§ **Complete the following**:
1/ List each of the key changes proposed in the passage on taxing termination payments.
2/ Extend the passage on the tax treatment of termination payments with the next part, starting after its final sentence.

[[ Document excerpt open ]]

The government has published its plans to change the way in which termination payments are treated for tax and National Insurance contributions (NICs).
The changes proposed are expected to be implemented in April 2018. In summary, the key changes proposed are:
To make all payments in lieu of notice (PILONs) taxable, whether or not there is a right to make the payment in a contract of employment.
To retain the exemption from income tax and NICs for the ‘loss of office’ element of termination payments up to £30,000.
To remove the foreign service relief exemptions for termination payments.
To clarify that any compensation for injury to feelings in a termination payment will be taxable to the extent that the £30,000 ‘allowance’ has been exceeded, except where the compensation is for a psychiatric injury or a recognised medical condition.
Taken together, these changes should simplify the taxation of termination payments, although it will bring to an end altogether the possibility of a payment in lieu of notice being treated as damages for breach of contract and therefore being paid tax-free.

[[ Document excerpt closed ]]
[[ Data provided open ]]

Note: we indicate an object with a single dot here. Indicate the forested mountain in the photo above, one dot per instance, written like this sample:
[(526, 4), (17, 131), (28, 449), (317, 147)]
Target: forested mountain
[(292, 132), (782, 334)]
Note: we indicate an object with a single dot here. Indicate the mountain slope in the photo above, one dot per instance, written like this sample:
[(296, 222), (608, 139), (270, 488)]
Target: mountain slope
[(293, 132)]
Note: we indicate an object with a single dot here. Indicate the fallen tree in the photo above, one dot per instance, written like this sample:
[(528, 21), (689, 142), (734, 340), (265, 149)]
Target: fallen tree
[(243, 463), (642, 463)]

[[ Data provided closed ]]

§ **Answer section**:
1/
1. Make all payments in lieu of notice (PILONs) taxable, whether or not a contract of employment gives a right to make the payment.
2. Keep the income tax and NICs exemption for the "loss of office" element of termination payments up to £30,000.
3. Remove the foreign service relief exemptions for termination payments.
4. Make compensation for injury to feelings in a termination payment taxable once the £30,000 "allowance" is exceeded, except where the compensation is for a psychiatric injury or a recognized medical condition.

2/
The government has invited responses to the draft legislation by 5 October 2016. If you would like to read more or respond to the consultation you can click this link:
Should these changes be implemented, employers may wish to review their contracts of employment to consider whether they should now include a right to make a PILON, if they do not already do so. With no tax advantage being available for omitting the right to make a PILON in the contract, the advantage to employers of including PILON clauses will be that there will be no risk of breaching the contract by making a PILON, thus risking rendering any post-employment provisions unenforceable.